───── SOURCE MATERIAL

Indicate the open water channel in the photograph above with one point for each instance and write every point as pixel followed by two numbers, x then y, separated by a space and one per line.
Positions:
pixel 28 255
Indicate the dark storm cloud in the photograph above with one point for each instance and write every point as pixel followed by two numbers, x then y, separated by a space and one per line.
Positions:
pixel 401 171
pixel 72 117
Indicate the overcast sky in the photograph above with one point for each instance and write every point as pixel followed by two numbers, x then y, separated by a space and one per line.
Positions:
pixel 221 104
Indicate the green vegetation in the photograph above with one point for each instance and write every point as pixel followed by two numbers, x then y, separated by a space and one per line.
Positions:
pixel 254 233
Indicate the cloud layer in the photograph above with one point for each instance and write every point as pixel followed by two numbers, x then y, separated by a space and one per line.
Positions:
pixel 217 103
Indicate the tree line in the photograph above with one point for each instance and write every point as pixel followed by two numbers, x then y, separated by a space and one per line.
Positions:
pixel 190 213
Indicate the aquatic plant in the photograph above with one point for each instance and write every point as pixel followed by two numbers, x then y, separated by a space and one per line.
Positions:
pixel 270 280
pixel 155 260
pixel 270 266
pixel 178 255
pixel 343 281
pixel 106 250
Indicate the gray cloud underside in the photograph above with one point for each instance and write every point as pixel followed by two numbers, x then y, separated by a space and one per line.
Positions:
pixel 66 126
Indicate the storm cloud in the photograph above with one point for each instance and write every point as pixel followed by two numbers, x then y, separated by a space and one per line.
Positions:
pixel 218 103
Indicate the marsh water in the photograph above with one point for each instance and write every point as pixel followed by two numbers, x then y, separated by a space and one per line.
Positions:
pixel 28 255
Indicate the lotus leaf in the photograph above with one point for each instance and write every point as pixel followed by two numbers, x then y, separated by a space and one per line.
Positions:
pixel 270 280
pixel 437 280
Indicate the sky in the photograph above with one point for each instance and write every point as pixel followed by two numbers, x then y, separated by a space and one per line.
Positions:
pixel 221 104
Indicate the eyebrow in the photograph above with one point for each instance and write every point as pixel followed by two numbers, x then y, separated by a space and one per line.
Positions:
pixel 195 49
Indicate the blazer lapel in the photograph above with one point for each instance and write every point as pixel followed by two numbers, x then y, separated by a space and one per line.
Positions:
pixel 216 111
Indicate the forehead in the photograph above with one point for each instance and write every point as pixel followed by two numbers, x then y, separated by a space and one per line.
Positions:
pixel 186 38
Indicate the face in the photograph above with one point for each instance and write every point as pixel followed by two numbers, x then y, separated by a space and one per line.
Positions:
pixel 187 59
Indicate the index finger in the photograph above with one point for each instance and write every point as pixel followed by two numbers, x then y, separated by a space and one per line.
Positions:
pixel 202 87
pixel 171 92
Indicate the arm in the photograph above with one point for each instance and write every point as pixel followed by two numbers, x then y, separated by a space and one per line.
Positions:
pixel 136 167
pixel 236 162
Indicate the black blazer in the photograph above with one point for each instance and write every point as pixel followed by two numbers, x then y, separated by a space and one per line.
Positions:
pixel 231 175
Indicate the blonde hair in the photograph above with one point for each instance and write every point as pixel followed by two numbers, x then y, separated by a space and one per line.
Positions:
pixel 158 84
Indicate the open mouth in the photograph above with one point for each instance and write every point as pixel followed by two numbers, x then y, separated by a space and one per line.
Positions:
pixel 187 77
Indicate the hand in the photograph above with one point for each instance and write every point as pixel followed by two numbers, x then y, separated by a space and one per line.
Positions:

──────────

§ **WHAT YOU NEED TO DO**
Word for word, write out the entries above again.

§ **YOUR RESPONSE**
Indicate the open water channel in the photograph above with one point for each instance and write every point as pixel followed by two numbers, x then y, separated by a space and one per line.
Positions:
pixel 28 255
Indicate the dark storm cloud in the photograph above with one point for each instance and write every point as pixel followed by two numbers, x then y, separated by a space and one per line.
Positions:
pixel 401 171
pixel 72 117
Indicate the overcast sky in the photograph above with one point for each instance and write every point as pixel followed by two numbers, x then y, separated by a space and one per line.
Positions:
pixel 221 104
Indicate the green vegetation in the photograph above with one point for each instance and write every point as pixel followed by two numbers, x then y, separated by a space and one per line.
Positions:
pixel 254 233
Indicate the cloud layer in the photograph above with one point for each instance and write every point as pixel followed by two numbers, x then y, separated by a space and one per line.
Positions:
pixel 217 103
Indicate the tree line in the photograph above with one point for each instance and write every point as pixel followed by two numbers, x then y, separated by a space and one per line.
Positions:
pixel 190 213
Indicate the aquatic plant in the photograph above with one point for each instance and write every point as pixel followed by two numbers, x then y, separated by a space and one per line.
Positions:
pixel 270 280
pixel 155 260
pixel 270 266
pixel 178 255
pixel 343 281
pixel 106 250
Indicate the gray cloud underside in the photograph above with one point for each instance and write every point as pixel followed by two numbers, x then y, separated by a space and one per line.
Positions:
pixel 66 126
Indicate the storm cloud in the photograph above with one point for each instance and write every point as pixel followed by two numbers, x then y, separated by a space and one per line.
Positions:
pixel 218 103
Indicate the marsh water in the photograph above with one point for each instance and write every point as pixel followed by two numbers, x then y, separated by a space and one per line.
Positions:
pixel 28 255
Indicate the lotus leaf in the photograph above with one point for each instance and write every point as pixel followed by two numbers, x then y, separated by a space and one per line.
Positions:
pixel 270 280
pixel 437 280
Indicate the sky in the photograph above with one point for each instance and write every point as pixel followed by two numbers, x then y, separated by a space and one per line.
Positions:
pixel 221 104
Indicate the eyebrow in the photograph above with one point for each instance and write every point as pixel followed by two numbers, x then y, separated by a space and one per line.
Positions:
pixel 195 49
Indicate the blazer lapel in the photograph above with one point for each instance and write every point as pixel followed by two numbers, x then y, separated by a space and one per line.
Positions:
pixel 216 111
Indicate the forehead in the photograph above with one point for each instance and write every point as pixel followed by two numbers, x then y, separated by a space and one per line.
Positions:
pixel 186 38
Indicate the face in the photograph above with one point for each instance and write every point as pixel followed by two numbers, x then y, separated by a space and one per line.
Positions:
pixel 187 59
Indicate the index finger in the photograph above with one point for each instance and write every point as pixel followed by two numbers, x then y, separated by a space and one per line.
Positions:
pixel 202 87
pixel 171 92
Indicate the arm in the photograph above with one point for each instance and write every point as pixel followed by two numbers, x then y, separated by a space and one per line.
Positions:
pixel 136 167
pixel 236 162
Indicate the black blazer in the photograph above with one point for each instance and write every point as pixel followed by two numbers, x then y, separated by a space and one per line.
Positions:
pixel 231 175
Indicate the blonde hair in the photograph above with one point for each instance and write every point as pixel followed by two numbers, x then y, separated by a space and one per line.
Positions:
pixel 158 84
Indicate the open mouth in the photograph above with one point for each instance and write every point as pixel followed by two numbers, x then y, separated by a space and one per line.
Positions:
pixel 187 77
Indicate the hand in the photograph above with one point for each instance and write every point as pixel followed by two numbers, x then y, separated by a space and one per line.
Positions:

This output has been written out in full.